#### [Short exercise]
Pick out each line of the rows that contains the word "grass", and copy those lines.

Collected data
- - - - - - -
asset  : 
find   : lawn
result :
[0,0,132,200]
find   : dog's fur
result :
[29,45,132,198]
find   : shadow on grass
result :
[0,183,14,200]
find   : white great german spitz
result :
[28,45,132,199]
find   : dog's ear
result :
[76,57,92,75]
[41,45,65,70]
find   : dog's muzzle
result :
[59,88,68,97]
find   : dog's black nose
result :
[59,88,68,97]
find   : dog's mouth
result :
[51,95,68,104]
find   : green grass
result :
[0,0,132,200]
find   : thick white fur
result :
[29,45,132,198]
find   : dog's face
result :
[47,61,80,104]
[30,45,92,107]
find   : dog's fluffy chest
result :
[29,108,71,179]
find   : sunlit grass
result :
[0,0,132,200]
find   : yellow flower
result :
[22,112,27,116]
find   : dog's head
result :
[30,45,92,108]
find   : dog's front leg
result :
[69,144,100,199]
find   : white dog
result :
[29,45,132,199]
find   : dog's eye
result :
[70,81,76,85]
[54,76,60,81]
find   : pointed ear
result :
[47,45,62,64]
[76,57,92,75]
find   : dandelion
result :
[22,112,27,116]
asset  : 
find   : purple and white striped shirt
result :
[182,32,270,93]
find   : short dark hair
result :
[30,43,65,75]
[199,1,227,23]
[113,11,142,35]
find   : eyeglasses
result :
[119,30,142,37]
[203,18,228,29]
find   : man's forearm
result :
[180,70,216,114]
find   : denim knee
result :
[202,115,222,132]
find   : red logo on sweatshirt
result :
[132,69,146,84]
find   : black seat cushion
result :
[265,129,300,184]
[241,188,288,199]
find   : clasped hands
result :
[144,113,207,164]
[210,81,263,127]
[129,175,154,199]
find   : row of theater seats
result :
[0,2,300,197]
- - - - - - -
#### [Task output]
find   : shadow on grass
find   : green grass
find   : sunlit grass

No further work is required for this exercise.